TEXT SHOWN:
The Hartford Courant

Former FBI Agent Indicted In Mob Case

By EDMUND MAHONY
December 23, 1999

BOSTON - One of the FBI's former top organized-crime investigators was arrested Wednesday on charges of conspiring to arrange payoffs from two notorious gangsters while protecting them from arrest and helping them extort real estate from a young South Boston couple.

In a lengthy racketeering indictment, retired FBI Special Agent John Connolly in effect was charged with going to work for James "Whitey" Bulger and Steven "The Rifleman" Flemmi - two informants he was supposed to be handling for the FBI's Boston division.

Connolly, who was arrested in his Lynnfield, Mass., home, pleaded innocent in federal court to the five- count indictment and was set free on $200,000 bail. Flemmi, currently jailed on related charges, and Bulger, a fugitive, were also charged in the indictment unsealed Wednesday afternoon.

Barry Mawn, special agent in charge of the FBI's Boston office, apologized for what he said was Connolly's violation of the public trust. "I am certainly on the one hand saddened, but on the other I'm angered," Mawn said.

But Connolly's lawyer, Robert Hopedale, said the indictment was flimsy and an embarrassment to the FBI and the Justice Department. "I'm telling you, we'll take it apart," he said.

He said Connolly was being blamed because he participated in FBI-sanctioned dealing with mobsters that the agency now regrets.

"The government now seeks a scapegoat and have decided that John Connolly is the best person to play that role," he said.

Connelly retired in 1990 and now works as director of security for Boston Edison.

For decades, Bulger and Flemmi have been legendary figures in New England crime, imposing their Winter Hill gang's stranglehold on the South Boston rackets. Since the late 1990s, though, the FBI has conceded under court order that the two were at the same time the Boston division's two most productive confidential informants, delivering the evidence the bureau needed to lock up top members of the Italian mafia.

But other law enforcement agencies have long complained that Bulger and Flemmi had an uncanny ability to learn in advance of any criminal investigations directed at them. Detectives with various New England state police agencies believed the two were using a small number of agents in the Boston FBI office to eliminate their competition for the area rackets and win protection from prosecution from other agencies.

DIRECTIVES:
**a.** Answer these about the article on John Connolly's indictment:
(i) On how much bail was Connolly set free?
(ii) What position does Barry Mawn hold?
(iii) What is the name of the gang run by Bulger and Flemmi?
**b.** Carry on the article about former FBI agent John Connolly's indictment, picking up after its final sentence.
The material after this article isn't needed.

SUPPLIED MATERIAL:
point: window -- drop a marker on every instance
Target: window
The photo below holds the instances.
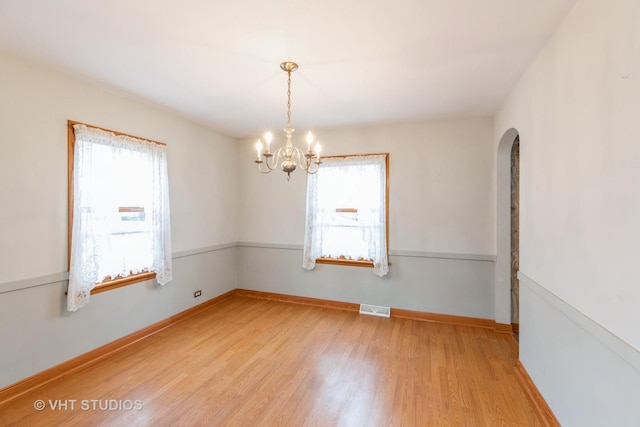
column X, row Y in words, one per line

TASK-BY-TASK OUTPUTS:
**a.**
(i) $200,000
(ii) Special agent in charge of the FBI's Boston office
(iii) The Winter Hill gang

**b.**
Among the crimes Bulger and Flemmi have long been suspected of - but repeatedly able to distance themselves from - is the 1981 murder of former World Jai Alai owner Roger Wheeler. After Wheeler's murder on an exclusive Tulsa, Okla., golf course, two men believed to have had evidence about the crime were violently killed themselves.

The indictment unsealed Wednesday, based on work by a special federal investigative strike force, seems to support the longstanding view that Bulger and Flemmi had an unusually close relationship with the FBI. Connolly and the two, one time informants are named in a five-count indictment accusing them of racketeering, racketeering conspiracy, obstruction of justice and conspiracy to obstruct justice. Flemmi is accused alone in the fifth count of obstruction for passing classified information from Connolly to Patriarca crime boss Francis "Cadillac Frank" Salemme.

The indictment of Connolly, a highly regarded, retired FBI agent, is an extraordinary event. It could not be immediately determined late Wednesday whether a retired FBI agent has ever been linked to criminal activity he was formerly assigned to investigate. Connolly has repeatedly insisted that he has done nothing wrong.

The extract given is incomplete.